* _DOCUMENT SECTION_:

* start *

# Help with trailer wiring



## itmustbeslim (May 7, 2011)

Ok so here is where I am at after my work today: I know this is a repost but I was hoping to try and resolve the issue this weekend.

I pulled the old wires and ran new wires from the pigtail back, wired a new pigtail and connected the new wires to the lights. I connected the front ground to the tongue and tried to connect a ground to the back of the lights. So far I still get nothing, which makes me think it may be the lights themselves or at the very least the grounding of the lights. Here are some pictures:

This is the view of the lights from the back:






Another view of the lights:





Here is a view of the ground I made for the lights, because the lights are elevated a attached the ground at the bottom to the trailer frame, which I have since changed and shortened:





Here is the pigtail with the ground in the background:





Here is another view of the front ground:





Before any ground screw I used a cone grinding attachment and took all of the paint off at the ground site and used #10 self tapped screws. If you'll notice I didn't match the color of the wires up because I did not want to have to buy a whole other roll of wires.

The weirdest part is what happened after I connected the car to the trailer. Without connecting the car to the trailer I tested the car harness and the correct posts are firing when turn signals etc are turned on. After I connected the trailer and turned on the left or right turn signal all 3 wires on the trailer were showing voltage blinking but still not lights (using a circuit tester). Why would this happen? I even checked the ground on the car just in case.

Do I need to replace the lights? The bulbs seem fine.

I am not sure what is happening so any help or direction would be much appreciated, this is very frustrating because it should be so simple and yet just out of reach.


----------



## chuck in nc (May 8, 2011)

The white wire is DC Common. It MUST be at the same potential as the car/truck frame (common of car battery or "-" terminal).

Maybe the supply plug from the car is NOT wired to the car frame? Normally the trailer ball connection will make the common connection for you but that will not happen with the trailer tongue off the ball. Connect the trailer to the car and see if it works. If so just make sure the supplied DC Common on the automobile side of the harness is grounded to the car frame. 

An easy check/bypass is to run a bare wire from your trailer tongue ground point to the car frame - pick a point that has bare metal on the car frame.

* end *

* _INFORMATION SHOWN_:
* start *

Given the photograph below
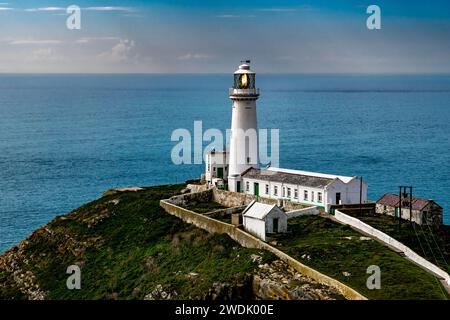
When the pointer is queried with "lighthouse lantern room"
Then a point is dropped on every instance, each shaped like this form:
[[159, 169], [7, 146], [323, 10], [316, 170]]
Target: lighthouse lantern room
[[244, 137]]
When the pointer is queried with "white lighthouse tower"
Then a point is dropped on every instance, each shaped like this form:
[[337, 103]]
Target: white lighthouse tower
[[244, 135]]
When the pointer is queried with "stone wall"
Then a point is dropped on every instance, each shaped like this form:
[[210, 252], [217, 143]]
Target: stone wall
[[302, 212], [204, 196], [234, 199], [249, 241], [388, 240], [198, 187]]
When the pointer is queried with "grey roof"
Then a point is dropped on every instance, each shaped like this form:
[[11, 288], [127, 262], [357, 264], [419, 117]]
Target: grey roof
[[284, 177]]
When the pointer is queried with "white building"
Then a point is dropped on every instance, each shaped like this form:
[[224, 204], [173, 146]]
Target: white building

* end *

* _PROBLEM STATEMENT_:
Please reproduce, word for word, the passage of the trailer wiring thread that opens with the words "The weirdest part" and closes with "(May 8, 2011)".

* _THE COMPLETED TASK_:
The weirdest part is what happened after I connected the car to the trailer. Without connecting the car to the trailer I tested the car harness and the correct posts are firing when turn signals etc are turned on. After I connected the trailer and turned on the left or right turn signal all 3 wires on the trailer were showing voltage blinking but still not lights (using a circuit tester). Why would this happen? I even checked the ground on the car just in case.

Do I need to replace the lights? The bulbs seem fine.

I am not sure what is happening so any help or direction would be much appreciated, this is very frustrating because it should be so simple and yet just out of reach.


----------



## chuck in nc (May 8, 2011)